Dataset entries
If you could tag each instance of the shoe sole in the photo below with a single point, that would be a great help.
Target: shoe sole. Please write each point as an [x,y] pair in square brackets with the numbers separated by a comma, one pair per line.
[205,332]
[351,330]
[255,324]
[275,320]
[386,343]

**EXERCISE DETAILS**
Please write out, exactly as they appear, the lines from the one containing "Target: shoe sole." through the last line of the records above, and nothing more.

**TASK RESULT**
Target: shoe sole. Please write each point as an [x,y] pair in square brackets with the numbers separated by a comma, one pair per line.
[205,332]
[351,330]
[255,324]
[275,320]
[386,343]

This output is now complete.